» **Extracted text**:
DANA 4830 — Feature selection paper: how to read it, MCAR/MAR/NMAR, and the big ideas
Study notes for DANA 4830 on the paper:
Evaluating the impact of filter-based feature selection in intrusion detection systems
Zouhri, Idri & Ratnani (2024), International Journal of Information Security
DOI 10.1007/s10207-023-00767-y
The paper is not a book chapter. You do not read it top-to-bottom on the first pass. The goal is to extract a pipeline: problem → data → methods → results → limits.
How to read this paper (5-minute first pass)
| Step | Section | Goal |
|---|---|---|
| 1 | Title | Topic: feature selection in intrusion detection |
| 2 | Abstract | One-paragraph summary of everything |
| 3 | Research questions | What they actually test |
| 4 | Figures / tables | What won and what did not |
| 5 | Methodology (§5) | Experimental pipeline |
| 6 | Introduction | Context (read last) |
Translation of the title: they compare filter-based feature selection methods and ask whether reducing variables helps classifiers detect cyber-attacks.
The core problem in one sentence
IDS datasets have many features (packet size, duration, protocol, bytes sent, …). Too many irrelevant or redundant features can cause overfitting, slower training, and worse generalization. The paper asks: which filter methods + which classifiers + which thresholds work best?
| IDS concept | Fraud-detection analogue (your assignment angle) |
|---|---|
| Attack vs benign | Fraud vs legitimate transaction |
| Network traffic features | TransactionAmt, card type, device info, V1–V339 |
| High false alarm rate | High false positives on normal users |
Research questions (this is the map of the whole paper)
| RQ | Question (plain English) |
|---|---|
| RQ1 | Does reducing features help or hurt classification? |
| RQ2 | Do univariate filters beat multivariate filters? |
| RQ3 | Which filter + classifier combinations work best? |
| RQ4 | Are there features useful across all attack types? |
They test 228 model variants:
[ 228 = 4\ \text{classifiers} \times 3\ \text{datasets} \times (5\ \text{univariate} \times 3\ \text{thresholds} + 3\ \text{multivariate} + \text{full feature set}) ]
Feature selection vs feature extraction (PCA connection)
This distinction appears early in the paper and matters for your assignment.

» **Task list**:
a) Express the records as a JSON list of strings, one string per line with blank lines omitted, starting at the line that contains "written like (1248,890)." and ending at the last line of the records.
b) Write the next part of the study notes on the feature selection paper, picking up after the last sentence shown.
The study notes on the feature selection paper and the records come from unrelated sources.

(A data block)
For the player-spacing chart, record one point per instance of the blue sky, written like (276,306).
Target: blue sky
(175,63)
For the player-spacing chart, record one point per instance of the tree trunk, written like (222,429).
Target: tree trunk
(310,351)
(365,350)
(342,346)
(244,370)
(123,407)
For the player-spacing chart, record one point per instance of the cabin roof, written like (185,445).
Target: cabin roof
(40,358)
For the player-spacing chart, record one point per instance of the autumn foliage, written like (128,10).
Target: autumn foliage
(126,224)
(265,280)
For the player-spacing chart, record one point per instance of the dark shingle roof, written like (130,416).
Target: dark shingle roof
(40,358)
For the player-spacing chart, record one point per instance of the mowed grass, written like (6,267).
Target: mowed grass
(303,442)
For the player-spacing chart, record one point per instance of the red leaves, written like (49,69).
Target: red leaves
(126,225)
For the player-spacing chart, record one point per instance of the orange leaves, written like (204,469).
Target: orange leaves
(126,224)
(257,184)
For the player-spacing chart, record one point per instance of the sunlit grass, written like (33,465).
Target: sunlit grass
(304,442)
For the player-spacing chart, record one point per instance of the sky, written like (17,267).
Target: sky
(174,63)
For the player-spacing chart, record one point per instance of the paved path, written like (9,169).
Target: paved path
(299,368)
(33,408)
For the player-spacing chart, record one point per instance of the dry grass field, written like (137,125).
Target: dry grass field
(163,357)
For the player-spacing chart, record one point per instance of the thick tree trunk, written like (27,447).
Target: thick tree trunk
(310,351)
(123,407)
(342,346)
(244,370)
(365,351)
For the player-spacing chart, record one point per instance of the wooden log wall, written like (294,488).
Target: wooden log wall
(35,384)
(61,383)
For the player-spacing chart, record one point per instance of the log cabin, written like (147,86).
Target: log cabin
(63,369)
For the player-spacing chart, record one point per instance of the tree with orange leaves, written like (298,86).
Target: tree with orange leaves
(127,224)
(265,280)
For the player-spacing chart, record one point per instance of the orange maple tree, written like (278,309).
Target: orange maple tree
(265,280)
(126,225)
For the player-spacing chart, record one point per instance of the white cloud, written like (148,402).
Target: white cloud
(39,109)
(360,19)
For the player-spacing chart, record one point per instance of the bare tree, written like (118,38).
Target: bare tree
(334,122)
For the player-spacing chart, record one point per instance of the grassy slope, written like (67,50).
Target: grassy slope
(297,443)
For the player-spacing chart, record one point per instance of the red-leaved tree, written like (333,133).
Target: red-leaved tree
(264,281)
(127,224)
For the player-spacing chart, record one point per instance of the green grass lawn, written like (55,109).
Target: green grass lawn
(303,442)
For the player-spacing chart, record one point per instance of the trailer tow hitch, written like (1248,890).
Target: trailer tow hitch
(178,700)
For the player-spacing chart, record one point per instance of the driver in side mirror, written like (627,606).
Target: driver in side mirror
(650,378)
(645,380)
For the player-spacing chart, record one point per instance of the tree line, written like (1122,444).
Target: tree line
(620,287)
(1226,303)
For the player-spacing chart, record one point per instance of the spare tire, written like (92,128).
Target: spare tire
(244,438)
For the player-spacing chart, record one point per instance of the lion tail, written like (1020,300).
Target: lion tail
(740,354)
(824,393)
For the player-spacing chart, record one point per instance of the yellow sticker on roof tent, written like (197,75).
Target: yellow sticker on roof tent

» **Solved tasks**:
a)
[
  "For the player-spacing chart, record one point per instance of the trailer tow hitch, written like (1248,890).",
  "Target: trailer tow hitch",
  "(178,700)",
  "For the player-spacing chart, record one point per instance of the driver in side mirror, written like (627,606).",
  "Target: driver in side mirror",
  "(650,378)",
  "(645,380)",
  "For the player-spacing chart, record one point per instance of the tree line, written like (1122,444).",
  "Target: tree line",
  "(620,287)",
  "(1226,303)",
  "For the player-spacing chart, record one point per instance of the spare tire, written like (92,128).",
  "Target: spare tire",
  "(244,438)",
  "For the player-spacing chart, record one point per instance of the lion tail, written like (1020,300).",
  "Target: lion tail",
  "(740,354)",
  "(824,393)",
  "For the player-spacing chart, record one point per instance of the yellow sticker on roof tent, written like (197,75).",
  "Target: yellow sticker on roof tent"
]

b)
| Approach | What it does | Keeps original columns? | Example |
|---|---|---|---|
| Feature selection | Picks a subset of existing variables | Yes | Keep TransactionAmt, drop V47 |
| Feature extraction | Creates new variables from combinations | No | PCA: (PC_1 = 0.7X_1 + 0.3X_2) |
PCA is not feature selection. PCA builds new components; filters like Chi-square or CFS remove or rank original columns.
Three families of feature selection
| Type | Idea | Speed | Depends on classifier? | Paper examples |
|---|---|---|---|---|
| Filter | Statistical score per feature or subset | Fast | No | Chi2, ANOVA, MI, Pearson, ReliefF, CFS, CON, DISR |
| Wrapper | Train model, try subsets, keep what improves performance | Slow | Yes | RFE (mentioned in related work, not main experiment) |
| Embedded | Selection inside the model | Medium | Built-in | XGBoost split importance, RF impurity |
Your intuition about XGBoost: partly correct. XGB is not a wrapper in this paper’s taxonomy, but it does learn which splits matter internally. That is why external FS sometimes does not help XGB — it may already ignore noise, or FS may remove useful joint information.
Filters used in the paper
Univariate (one feature at a time)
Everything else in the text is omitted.